BEGIN Excerpted records
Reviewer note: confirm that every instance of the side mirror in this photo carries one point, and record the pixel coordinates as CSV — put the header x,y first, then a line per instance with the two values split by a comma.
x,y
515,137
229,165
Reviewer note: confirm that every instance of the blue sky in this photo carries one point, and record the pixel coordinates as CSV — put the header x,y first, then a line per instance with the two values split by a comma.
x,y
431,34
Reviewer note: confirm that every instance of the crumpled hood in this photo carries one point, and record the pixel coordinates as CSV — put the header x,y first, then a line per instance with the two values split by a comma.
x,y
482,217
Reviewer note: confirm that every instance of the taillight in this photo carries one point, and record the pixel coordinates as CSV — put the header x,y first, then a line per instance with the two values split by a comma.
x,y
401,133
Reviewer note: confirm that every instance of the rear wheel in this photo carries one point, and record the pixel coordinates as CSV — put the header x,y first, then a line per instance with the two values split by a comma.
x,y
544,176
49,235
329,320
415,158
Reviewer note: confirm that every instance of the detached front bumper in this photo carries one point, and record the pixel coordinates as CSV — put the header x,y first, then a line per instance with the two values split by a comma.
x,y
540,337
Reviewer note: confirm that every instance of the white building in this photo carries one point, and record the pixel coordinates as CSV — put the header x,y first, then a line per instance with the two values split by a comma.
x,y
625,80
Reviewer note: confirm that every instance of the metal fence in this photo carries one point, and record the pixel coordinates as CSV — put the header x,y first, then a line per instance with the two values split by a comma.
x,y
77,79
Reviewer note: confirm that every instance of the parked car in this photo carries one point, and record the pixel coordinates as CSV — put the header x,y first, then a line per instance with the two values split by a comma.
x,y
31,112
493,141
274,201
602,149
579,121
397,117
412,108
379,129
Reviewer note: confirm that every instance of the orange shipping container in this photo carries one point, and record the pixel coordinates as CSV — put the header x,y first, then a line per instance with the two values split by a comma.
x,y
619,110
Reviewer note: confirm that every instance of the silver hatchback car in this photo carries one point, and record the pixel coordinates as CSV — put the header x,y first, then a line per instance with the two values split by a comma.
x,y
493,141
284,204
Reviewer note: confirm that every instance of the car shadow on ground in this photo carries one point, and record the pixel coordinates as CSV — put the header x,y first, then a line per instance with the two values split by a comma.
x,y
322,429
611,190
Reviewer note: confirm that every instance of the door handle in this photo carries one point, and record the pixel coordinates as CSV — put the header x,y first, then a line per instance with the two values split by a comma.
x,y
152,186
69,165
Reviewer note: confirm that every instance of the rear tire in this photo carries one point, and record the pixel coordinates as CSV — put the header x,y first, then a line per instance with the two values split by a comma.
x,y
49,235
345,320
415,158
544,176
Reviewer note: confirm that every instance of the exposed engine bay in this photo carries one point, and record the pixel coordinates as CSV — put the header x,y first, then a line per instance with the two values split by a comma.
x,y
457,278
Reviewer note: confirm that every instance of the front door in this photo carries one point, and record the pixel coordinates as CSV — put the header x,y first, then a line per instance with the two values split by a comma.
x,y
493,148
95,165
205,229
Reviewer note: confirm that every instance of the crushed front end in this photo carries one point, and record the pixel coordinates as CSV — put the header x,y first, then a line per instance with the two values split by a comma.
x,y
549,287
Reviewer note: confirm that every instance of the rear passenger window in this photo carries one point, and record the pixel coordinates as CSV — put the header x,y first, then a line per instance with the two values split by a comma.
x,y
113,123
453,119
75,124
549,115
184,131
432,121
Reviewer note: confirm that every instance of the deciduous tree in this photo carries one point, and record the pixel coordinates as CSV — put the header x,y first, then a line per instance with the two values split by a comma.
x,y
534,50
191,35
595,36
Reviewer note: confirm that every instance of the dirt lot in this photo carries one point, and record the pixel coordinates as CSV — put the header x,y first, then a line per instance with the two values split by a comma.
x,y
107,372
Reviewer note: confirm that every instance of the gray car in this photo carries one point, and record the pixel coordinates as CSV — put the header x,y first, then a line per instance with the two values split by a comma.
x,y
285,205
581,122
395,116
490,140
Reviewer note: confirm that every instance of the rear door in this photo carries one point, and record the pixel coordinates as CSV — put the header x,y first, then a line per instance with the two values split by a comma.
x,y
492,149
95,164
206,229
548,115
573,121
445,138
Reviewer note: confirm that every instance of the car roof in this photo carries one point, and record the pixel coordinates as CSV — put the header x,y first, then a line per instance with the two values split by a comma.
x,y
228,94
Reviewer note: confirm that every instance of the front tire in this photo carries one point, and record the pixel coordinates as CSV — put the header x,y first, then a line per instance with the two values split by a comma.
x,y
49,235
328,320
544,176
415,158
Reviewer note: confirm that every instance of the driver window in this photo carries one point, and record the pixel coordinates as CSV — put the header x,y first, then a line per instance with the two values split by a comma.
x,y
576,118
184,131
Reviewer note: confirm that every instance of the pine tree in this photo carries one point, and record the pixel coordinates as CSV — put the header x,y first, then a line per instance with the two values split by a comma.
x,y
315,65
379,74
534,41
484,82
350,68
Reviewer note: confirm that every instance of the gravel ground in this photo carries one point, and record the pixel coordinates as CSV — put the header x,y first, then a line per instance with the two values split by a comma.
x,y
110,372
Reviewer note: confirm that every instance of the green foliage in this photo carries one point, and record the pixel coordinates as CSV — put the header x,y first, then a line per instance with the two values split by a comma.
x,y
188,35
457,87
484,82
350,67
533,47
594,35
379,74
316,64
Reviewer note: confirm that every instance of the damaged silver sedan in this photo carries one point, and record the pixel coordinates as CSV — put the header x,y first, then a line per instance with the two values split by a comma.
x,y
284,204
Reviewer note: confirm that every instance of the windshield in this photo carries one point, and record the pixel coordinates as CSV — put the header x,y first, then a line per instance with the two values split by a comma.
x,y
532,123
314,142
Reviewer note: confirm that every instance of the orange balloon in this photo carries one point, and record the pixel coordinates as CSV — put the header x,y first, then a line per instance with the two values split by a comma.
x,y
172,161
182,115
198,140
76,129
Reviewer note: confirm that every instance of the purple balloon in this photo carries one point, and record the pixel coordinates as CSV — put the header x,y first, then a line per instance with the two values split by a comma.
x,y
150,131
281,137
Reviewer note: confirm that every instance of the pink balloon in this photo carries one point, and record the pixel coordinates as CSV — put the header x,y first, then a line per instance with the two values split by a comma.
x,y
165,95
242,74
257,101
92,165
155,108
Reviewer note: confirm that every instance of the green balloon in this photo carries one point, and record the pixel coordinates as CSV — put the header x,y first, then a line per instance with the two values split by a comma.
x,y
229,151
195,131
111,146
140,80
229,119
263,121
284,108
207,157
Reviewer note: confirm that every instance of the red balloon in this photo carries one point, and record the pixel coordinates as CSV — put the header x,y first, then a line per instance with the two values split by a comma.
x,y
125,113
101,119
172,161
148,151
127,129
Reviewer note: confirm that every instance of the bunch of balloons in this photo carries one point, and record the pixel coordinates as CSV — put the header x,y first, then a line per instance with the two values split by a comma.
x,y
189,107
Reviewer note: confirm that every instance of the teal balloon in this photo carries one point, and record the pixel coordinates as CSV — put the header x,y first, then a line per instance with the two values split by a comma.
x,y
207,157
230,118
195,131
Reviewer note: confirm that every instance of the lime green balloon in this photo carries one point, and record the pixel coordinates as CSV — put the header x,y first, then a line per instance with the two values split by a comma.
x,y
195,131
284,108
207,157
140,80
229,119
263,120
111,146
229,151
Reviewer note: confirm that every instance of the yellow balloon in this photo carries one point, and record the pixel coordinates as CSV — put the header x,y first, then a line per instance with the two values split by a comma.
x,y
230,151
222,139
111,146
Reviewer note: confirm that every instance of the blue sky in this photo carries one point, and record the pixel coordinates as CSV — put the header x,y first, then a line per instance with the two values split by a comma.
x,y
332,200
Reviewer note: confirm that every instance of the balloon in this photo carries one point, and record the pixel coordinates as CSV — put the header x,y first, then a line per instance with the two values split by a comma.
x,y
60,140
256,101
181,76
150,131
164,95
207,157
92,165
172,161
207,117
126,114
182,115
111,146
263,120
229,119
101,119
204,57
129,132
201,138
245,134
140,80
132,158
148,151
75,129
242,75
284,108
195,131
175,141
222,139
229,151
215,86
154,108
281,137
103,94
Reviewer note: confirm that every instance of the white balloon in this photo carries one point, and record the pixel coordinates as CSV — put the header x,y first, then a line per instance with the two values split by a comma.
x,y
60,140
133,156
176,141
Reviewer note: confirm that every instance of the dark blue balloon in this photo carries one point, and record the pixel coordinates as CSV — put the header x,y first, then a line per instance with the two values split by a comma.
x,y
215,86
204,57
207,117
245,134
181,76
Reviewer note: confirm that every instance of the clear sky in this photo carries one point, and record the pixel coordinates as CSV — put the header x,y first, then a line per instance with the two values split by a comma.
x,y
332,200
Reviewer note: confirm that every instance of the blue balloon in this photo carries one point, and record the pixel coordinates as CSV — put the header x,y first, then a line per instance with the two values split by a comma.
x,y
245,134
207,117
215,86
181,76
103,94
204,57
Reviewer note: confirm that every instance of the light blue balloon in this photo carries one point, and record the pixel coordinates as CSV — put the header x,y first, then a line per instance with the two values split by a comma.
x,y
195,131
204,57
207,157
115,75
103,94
END Excerpted records
Your objective -
Reproduce only the lines running from the one with "Reviewer note: confirm that every instance of the light" through the final line of the listing above, both ends included.

Solution to the problem -
Reviewer note: confirm that every instance of the light blue balloon in this photo carries one point, and record the pixel coordinates as CSV — put the header x,y first, then a line per instance with the two values split by a comma.
x,y
195,131
204,57
207,157
115,75
103,94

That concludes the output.